Rewrite every line below, keeping all wording the same but adding 10 to each coordinate value in the boxes.

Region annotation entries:
»»

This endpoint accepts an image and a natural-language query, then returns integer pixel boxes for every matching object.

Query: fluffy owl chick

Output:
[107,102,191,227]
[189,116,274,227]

««

◆ Worked solution ◆
This endpoint accepts an image and a natural-language query, then returns integer pixel boxes for every matching object.

Query: fluffy owl chick

Output:
[117,112,201,237]
[199,126,284,237]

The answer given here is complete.